Provided entries —
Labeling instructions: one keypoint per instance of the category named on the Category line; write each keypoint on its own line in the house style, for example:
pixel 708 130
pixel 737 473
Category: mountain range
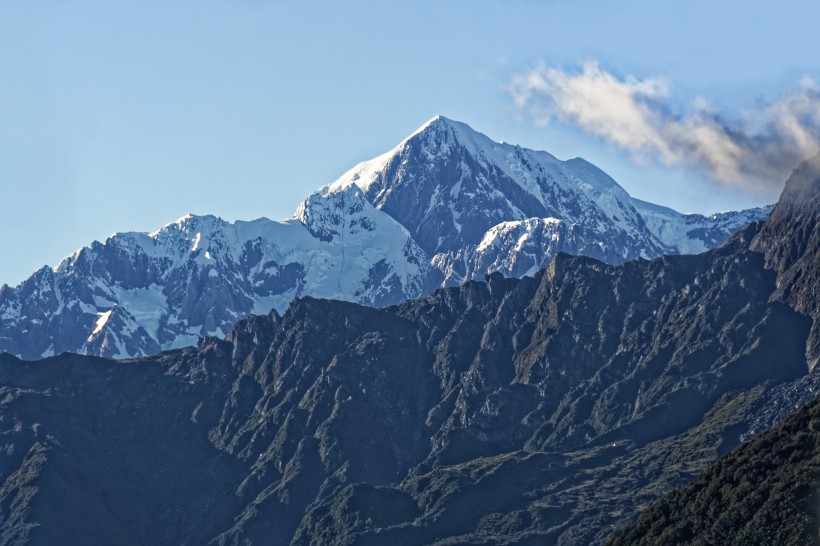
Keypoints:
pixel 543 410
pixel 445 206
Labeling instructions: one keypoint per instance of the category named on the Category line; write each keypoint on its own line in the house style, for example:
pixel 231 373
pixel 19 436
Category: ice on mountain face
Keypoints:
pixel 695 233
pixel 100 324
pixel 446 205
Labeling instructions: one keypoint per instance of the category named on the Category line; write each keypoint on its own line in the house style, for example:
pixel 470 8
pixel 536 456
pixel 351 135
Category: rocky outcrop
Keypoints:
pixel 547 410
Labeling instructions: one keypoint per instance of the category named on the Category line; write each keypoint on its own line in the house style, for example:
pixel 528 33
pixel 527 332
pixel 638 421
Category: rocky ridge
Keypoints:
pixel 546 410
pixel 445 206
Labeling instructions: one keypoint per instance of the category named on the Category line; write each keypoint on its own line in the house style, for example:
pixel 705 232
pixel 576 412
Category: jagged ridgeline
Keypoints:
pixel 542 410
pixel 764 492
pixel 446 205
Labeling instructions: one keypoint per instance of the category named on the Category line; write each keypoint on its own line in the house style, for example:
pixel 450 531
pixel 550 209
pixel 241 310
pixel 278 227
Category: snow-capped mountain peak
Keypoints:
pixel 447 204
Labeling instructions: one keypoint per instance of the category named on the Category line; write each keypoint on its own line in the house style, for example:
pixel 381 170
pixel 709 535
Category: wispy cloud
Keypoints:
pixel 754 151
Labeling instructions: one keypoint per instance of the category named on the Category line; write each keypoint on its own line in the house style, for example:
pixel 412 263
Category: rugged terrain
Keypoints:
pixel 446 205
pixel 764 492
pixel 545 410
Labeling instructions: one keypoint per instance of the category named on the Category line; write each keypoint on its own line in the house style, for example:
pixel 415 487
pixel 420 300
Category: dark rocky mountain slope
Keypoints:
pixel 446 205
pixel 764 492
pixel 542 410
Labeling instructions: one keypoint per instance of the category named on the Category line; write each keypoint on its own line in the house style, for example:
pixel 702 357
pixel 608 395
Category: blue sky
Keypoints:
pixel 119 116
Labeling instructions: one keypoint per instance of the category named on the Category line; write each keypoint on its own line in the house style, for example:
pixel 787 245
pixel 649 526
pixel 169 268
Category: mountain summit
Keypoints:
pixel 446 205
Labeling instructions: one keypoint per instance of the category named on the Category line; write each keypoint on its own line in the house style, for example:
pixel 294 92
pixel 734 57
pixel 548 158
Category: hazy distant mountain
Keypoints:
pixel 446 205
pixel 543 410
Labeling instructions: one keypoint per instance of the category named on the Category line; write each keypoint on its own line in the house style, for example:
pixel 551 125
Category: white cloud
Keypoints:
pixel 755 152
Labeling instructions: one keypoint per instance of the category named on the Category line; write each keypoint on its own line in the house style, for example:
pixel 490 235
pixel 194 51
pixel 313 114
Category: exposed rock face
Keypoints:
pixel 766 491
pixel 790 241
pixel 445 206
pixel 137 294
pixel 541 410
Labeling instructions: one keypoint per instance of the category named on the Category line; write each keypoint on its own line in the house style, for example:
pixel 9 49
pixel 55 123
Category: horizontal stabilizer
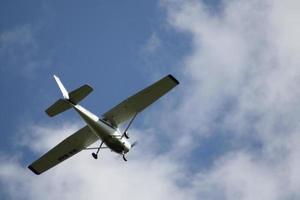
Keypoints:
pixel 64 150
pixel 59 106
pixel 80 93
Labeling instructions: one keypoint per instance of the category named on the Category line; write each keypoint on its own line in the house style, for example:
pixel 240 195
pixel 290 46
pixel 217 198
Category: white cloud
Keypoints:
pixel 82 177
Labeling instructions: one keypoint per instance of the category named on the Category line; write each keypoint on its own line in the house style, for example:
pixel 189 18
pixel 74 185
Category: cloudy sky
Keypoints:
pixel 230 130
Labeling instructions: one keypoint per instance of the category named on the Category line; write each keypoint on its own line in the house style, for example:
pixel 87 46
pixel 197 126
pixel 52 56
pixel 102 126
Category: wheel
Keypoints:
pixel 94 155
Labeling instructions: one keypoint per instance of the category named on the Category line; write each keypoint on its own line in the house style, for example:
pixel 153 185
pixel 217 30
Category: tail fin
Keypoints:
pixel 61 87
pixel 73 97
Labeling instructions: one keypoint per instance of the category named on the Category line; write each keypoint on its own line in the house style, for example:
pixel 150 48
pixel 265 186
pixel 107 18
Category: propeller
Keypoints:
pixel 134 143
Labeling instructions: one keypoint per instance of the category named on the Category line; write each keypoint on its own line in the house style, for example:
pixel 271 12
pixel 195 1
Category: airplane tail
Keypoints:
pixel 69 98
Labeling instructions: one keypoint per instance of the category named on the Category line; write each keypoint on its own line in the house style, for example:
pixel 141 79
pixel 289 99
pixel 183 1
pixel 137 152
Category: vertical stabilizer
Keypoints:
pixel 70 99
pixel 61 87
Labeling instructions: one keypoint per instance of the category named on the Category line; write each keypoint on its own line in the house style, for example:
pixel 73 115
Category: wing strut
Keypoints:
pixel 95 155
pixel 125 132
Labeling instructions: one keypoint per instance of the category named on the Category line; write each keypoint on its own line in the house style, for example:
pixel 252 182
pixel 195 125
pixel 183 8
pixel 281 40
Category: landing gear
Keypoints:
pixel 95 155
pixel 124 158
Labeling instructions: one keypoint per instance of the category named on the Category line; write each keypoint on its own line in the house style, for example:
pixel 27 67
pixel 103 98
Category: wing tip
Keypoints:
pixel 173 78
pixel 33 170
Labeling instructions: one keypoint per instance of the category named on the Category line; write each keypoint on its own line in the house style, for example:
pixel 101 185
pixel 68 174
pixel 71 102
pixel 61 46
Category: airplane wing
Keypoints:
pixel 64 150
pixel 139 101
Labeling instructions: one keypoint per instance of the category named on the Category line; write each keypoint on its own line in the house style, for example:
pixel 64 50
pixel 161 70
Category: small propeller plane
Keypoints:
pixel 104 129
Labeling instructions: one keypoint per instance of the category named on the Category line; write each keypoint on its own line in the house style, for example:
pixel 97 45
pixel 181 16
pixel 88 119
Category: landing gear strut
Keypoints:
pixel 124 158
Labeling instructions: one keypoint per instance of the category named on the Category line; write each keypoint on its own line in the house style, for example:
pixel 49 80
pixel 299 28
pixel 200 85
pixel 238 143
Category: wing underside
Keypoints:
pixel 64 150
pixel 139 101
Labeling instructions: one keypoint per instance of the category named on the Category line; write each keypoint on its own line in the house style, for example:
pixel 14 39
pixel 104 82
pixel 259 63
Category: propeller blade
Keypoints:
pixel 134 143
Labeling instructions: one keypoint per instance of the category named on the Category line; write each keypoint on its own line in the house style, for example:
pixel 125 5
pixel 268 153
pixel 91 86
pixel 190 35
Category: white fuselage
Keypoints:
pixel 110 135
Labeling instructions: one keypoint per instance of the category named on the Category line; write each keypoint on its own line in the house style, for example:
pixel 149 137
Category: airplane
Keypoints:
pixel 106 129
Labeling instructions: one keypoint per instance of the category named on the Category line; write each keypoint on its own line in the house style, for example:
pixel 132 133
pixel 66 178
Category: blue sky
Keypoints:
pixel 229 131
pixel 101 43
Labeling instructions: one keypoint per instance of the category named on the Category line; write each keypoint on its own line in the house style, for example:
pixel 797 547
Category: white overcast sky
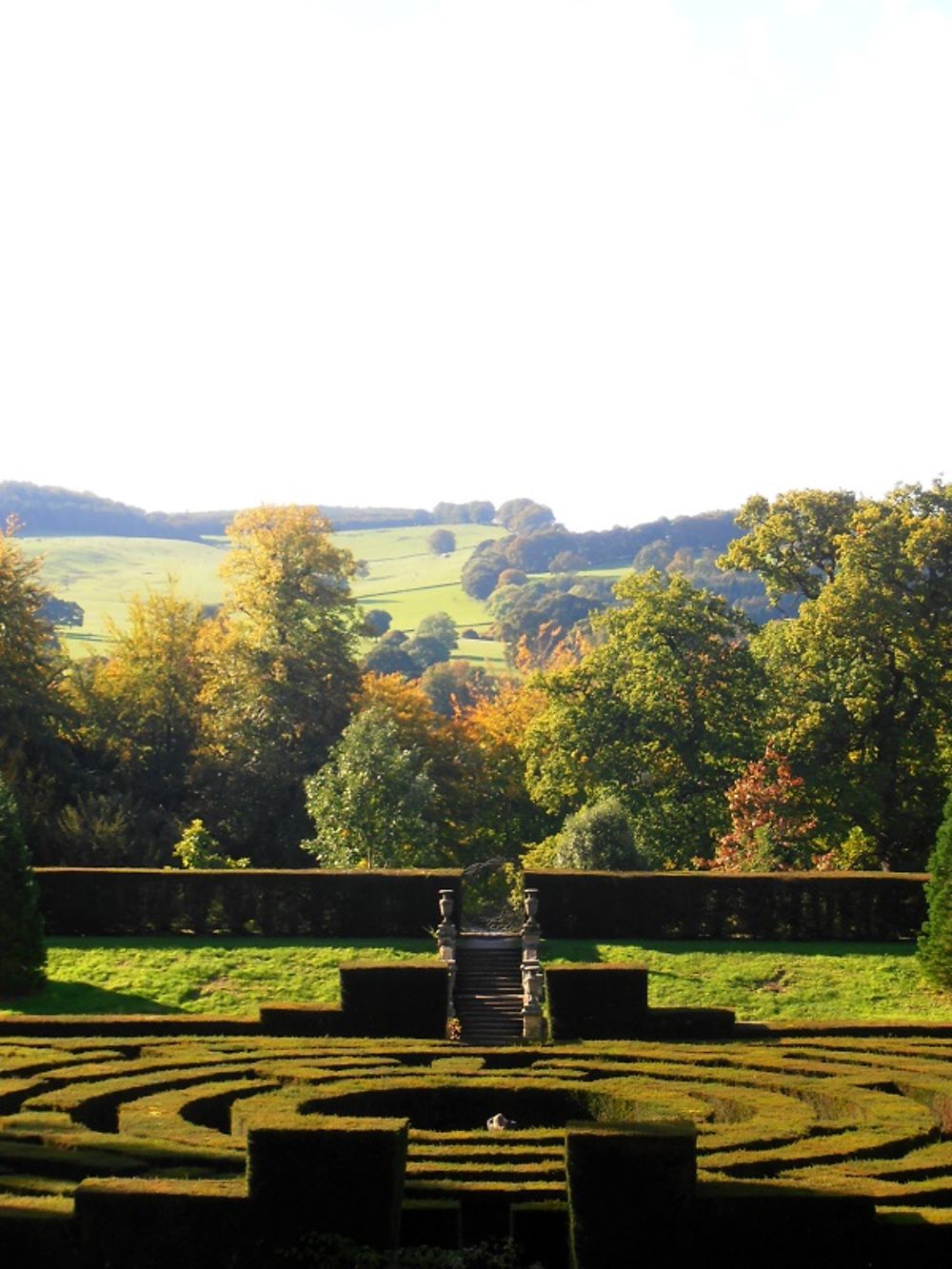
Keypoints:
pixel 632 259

* * *

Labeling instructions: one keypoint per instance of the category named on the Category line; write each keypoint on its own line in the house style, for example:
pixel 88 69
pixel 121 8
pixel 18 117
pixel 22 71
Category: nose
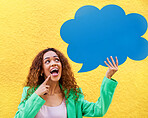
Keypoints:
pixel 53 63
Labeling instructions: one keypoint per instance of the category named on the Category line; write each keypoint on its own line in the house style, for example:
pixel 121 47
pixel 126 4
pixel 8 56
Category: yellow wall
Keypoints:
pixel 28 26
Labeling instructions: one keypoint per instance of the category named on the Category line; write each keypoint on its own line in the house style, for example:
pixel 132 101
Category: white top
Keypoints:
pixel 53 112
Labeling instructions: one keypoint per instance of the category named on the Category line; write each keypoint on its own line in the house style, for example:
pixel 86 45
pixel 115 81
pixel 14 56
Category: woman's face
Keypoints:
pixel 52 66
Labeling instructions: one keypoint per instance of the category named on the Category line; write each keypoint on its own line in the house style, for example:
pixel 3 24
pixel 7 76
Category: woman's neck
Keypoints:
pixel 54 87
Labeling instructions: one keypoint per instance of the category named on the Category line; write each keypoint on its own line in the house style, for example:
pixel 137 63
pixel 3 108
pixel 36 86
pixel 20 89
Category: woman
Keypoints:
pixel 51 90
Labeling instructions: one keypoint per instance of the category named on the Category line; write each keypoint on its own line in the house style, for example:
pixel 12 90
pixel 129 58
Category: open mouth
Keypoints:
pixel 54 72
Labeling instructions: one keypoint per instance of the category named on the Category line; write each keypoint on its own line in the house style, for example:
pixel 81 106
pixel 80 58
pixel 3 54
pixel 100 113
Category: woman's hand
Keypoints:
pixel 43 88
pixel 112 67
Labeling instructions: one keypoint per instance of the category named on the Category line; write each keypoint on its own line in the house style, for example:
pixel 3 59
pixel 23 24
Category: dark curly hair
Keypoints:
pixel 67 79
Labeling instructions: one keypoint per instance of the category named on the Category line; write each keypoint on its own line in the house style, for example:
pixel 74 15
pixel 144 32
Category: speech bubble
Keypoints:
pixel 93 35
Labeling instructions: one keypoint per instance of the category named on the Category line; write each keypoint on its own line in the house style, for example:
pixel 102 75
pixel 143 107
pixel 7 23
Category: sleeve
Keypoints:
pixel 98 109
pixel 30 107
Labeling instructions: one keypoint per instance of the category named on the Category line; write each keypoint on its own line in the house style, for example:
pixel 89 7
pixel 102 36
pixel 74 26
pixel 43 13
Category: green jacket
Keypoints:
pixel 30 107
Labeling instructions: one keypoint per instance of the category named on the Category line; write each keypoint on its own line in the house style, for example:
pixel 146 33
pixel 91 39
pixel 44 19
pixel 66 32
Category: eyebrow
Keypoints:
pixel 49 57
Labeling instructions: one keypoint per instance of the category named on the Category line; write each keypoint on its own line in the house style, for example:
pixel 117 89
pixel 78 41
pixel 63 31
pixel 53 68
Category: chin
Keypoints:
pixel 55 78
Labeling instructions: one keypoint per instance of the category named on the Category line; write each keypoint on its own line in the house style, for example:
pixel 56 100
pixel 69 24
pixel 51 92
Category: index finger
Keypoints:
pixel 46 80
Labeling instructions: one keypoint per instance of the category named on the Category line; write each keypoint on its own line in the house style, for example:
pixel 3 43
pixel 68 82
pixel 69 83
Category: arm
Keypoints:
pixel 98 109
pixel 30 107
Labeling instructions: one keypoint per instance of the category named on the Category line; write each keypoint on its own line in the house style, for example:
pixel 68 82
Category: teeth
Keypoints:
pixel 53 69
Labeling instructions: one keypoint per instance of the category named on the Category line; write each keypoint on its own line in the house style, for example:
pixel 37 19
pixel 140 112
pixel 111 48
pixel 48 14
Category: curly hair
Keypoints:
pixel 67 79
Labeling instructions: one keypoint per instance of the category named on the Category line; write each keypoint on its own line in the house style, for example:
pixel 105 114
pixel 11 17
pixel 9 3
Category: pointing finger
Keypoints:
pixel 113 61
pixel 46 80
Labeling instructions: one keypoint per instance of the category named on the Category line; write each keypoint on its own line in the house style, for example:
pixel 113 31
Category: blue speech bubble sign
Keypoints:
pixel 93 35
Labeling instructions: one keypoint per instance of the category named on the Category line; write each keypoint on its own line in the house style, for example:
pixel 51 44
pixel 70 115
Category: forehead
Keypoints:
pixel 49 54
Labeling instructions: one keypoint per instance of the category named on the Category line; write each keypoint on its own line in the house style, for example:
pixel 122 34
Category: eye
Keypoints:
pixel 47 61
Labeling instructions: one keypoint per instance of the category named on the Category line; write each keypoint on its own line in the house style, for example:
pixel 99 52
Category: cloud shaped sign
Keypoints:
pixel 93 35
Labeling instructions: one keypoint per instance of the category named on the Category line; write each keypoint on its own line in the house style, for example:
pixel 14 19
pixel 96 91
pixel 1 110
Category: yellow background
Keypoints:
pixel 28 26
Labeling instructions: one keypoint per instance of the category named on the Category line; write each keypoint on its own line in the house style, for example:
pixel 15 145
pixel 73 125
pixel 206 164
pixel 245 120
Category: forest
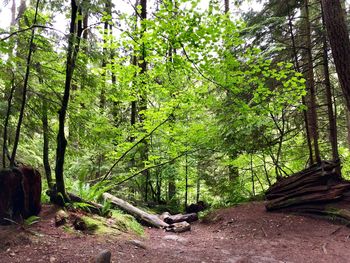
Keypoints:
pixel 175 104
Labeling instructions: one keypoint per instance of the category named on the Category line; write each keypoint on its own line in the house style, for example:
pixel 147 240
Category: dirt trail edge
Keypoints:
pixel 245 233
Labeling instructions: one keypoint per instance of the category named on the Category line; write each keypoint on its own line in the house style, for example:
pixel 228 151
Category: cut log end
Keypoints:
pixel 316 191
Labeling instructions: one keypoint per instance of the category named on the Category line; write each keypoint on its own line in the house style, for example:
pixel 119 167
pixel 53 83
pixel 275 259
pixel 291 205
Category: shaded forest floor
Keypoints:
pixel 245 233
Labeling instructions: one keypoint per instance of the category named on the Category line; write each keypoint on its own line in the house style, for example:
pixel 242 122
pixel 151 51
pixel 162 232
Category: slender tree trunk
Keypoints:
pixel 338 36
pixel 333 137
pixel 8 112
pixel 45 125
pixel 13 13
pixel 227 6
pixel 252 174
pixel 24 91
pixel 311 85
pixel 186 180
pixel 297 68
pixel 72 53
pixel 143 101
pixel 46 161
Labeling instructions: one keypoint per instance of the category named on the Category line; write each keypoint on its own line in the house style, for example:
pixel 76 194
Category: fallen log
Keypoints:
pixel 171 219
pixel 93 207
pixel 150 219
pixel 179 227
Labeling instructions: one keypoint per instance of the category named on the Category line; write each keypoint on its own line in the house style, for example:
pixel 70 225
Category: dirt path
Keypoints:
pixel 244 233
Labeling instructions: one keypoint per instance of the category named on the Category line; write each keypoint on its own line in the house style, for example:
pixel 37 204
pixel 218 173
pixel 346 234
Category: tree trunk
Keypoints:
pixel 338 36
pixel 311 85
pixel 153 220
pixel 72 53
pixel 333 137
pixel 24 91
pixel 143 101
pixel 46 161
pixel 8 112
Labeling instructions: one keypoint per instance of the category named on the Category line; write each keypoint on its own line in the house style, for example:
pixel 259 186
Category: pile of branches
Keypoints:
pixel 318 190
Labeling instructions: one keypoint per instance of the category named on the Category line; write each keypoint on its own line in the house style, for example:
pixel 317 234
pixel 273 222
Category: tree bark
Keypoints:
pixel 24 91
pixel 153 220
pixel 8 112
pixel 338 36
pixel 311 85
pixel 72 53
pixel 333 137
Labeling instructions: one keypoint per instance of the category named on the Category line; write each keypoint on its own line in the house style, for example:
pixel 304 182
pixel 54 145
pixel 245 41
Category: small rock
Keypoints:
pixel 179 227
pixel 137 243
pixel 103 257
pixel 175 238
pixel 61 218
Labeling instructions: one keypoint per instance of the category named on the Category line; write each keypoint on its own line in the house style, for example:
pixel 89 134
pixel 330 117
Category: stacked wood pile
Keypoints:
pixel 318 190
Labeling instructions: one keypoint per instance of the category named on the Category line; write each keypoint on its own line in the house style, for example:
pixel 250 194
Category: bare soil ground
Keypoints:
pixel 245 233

Given instruction —
Pick out every line in the entries above that contains the word "bubble", and copy each of those lines.

Task solution —
Category: speech bubble
Category: blue speech bubble sign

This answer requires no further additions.